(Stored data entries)
────────────────────────────────────────

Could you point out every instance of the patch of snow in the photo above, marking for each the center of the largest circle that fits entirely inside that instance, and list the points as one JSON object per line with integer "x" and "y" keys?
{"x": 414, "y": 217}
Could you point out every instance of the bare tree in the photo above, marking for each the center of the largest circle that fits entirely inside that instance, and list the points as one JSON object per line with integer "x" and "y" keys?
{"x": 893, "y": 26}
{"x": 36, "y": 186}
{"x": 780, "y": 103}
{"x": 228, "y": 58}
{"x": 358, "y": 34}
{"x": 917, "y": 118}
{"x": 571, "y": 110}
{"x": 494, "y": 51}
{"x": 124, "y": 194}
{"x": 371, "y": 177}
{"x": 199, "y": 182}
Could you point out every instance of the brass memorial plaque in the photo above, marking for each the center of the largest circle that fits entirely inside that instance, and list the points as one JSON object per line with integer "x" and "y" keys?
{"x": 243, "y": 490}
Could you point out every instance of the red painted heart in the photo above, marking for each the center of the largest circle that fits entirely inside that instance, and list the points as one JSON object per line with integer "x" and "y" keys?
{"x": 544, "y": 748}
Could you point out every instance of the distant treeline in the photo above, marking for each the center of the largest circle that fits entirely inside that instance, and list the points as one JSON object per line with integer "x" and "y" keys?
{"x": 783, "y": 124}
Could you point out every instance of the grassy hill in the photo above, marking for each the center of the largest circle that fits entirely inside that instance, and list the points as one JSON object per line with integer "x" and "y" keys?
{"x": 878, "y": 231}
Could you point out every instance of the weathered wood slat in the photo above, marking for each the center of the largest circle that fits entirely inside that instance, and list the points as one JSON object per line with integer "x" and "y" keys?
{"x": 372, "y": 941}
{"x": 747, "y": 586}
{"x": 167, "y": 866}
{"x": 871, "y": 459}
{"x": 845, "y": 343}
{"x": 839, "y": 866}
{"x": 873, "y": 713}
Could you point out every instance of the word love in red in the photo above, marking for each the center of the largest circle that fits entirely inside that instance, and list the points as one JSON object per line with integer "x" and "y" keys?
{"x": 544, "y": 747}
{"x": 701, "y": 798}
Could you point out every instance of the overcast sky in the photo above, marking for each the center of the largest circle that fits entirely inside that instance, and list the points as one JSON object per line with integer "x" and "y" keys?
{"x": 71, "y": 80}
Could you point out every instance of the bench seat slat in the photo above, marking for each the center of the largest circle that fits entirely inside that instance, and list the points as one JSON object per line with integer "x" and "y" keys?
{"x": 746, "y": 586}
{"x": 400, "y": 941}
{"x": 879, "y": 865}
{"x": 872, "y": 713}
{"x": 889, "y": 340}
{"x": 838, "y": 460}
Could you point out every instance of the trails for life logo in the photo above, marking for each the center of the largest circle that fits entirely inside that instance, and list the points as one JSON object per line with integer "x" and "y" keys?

────────────────────────────────────────

Restate the entries above. Match them exactly.

Could you point out every instance of the patch of snow in the photo above, marking for each the center of the largest circle that fits entirely inside that instance, and list the points as one JSON object per line with integer "x" and "y" keys?
{"x": 414, "y": 217}
Could you point out every instance of the bare tree in the photo above, marking for each the center of the largest circle that fits entirely inside that instance, and list the points as one JSON object per line with integer "x" and "y" keys?
{"x": 893, "y": 26}
{"x": 36, "y": 186}
{"x": 780, "y": 103}
{"x": 228, "y": 58}
{"x": 358, "y": 34}
{"x": 917, "y": 118}
{"x": 571, "y": 110}
{"x": 494, "y": 51}
{"x": 124, "y": 194}
{"x": 371, "y": 177}
{"x": 199, "y": 182}
Could you point out every instance of the brass memorial plaque in the photo above, marking for each the center of the largest circle that fits entirely inside that instance, and list the points as one JSON object per line with integer "x" and "y" keys?
{"x": 243, "y": 490}
Could you point out every instance of the red painted heart in the photo above, marking for each the center of the largest circle that fits entirely inside that instance, and list the points as one JSON object per line with integer "x" and "y" keys?
{"x": 544, "y": 748}
Could you point out every instance of the distant treeline in the photo above, marking for each the center of the largest circle that fits entirely inside that instance, and list the points as one JSON object per line with integer "x" and "y" keys?
{"x": 783, "y": 124}
Could you point out every instance of the grassy hill in the photo above, marking for each the center of the largest circle that fits entirely inside that instance, and list the points as one JSON object per line with integer "x" and "y" keys?
{"x": 878, "y": 231}
Could you point out every instance of the weathered wood slat in the photo above, marking for each the center of the largest circle that fits entirely inside that instance, and list the points as one JSON object per line with integer "x" and "y" keys?
{"x": 372, "y": 941}
{"x": 747, "y": 586}
{"x": 167, "y": 866}
{"x": 871, "y": 459}
{"x": 845, "y": 343}
{"x": 839, "y": 866}
{"x": 873, "y": 713}
Could you point out every instance of the word love in red in the photo above, marking for each the center of the largest circle that fits entirely inside that instance, and list the points as one JSON object per line with integer "x" and "y" keys?
{"x": 544, "y": 747}
{"x": 701, "y": 798}
Could you point out every instance of the overcast sky in the photo above, marking for each the center of the largest circle that fits entirely inside that instance, and list the points as one JSON object per line with integer "x" and "y" keys?
{"x": 71, "y": 80}
Could you point out every instance of the bench seat slat in the photo above, marking for each the center of the largest circle that fits entirely inside that instance, and list the points as one JSON object per line with integer "x" and "y" keys?
{"x": 746, "y": 586}
{"x": 400, "y": 941}
{"x": 879, "y": 865}
{"x": 872, "y": 713}
{"x": 889, "y": 340}
{"x": 838, "y": 460}
Could you point out every instance of the trails for life logo in the photo above, marking for each the center of the largest circle that fits entirely inside that instance, and list the points as one JSON object per line with integer "x" and "y" keys?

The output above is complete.